■ **Input data**:
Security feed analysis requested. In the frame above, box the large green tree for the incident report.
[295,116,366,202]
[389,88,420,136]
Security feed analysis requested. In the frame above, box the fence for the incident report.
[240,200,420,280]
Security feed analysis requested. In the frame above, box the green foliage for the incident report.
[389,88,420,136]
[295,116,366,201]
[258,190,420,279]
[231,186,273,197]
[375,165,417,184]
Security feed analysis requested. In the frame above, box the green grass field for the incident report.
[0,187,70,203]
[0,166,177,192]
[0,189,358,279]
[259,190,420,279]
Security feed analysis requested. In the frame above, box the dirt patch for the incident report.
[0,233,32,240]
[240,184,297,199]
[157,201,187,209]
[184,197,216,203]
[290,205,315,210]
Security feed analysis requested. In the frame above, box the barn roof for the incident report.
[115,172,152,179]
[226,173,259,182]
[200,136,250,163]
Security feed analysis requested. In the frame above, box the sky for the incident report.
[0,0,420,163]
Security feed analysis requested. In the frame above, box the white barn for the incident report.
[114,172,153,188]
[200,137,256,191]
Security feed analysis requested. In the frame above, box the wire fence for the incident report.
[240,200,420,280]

■ **Aim**: Write out once more the lines above beginning at the line with "field for the incident report."; continue through the final line and stop there.

■ **Expected answer**:
Security feed analysis requested. In the frame above, box the green grass field for the incident report.
[0,187,70,203]
[0,166,177,192]
[0,189,358,279]
[259,190,420,279]
Security feed analysis requested. In the frame above, box the dirt patch for the incident report.
[0,233,32,240]
[240,184,297,199]
[157,201,187,209]
[184,197,216,203]
[290,205,315,210]
Security feed analysis requested. In the frame above, box the barn roof for the incident report.
[115,172,152,179]
[226,173,259,182]
[200,136,250,163]
Security feed analysis requested. In the frame above, box the sky for the incident report.
[0,0,420,163]
Security feed analysis requested. In the frame above, box the white barn for the incident report.
[114,172,153,188]
[200,137,256,191]
Security feed analysis requested. In the frame above, box the wire fence for the incident report.
[240,200,420,280]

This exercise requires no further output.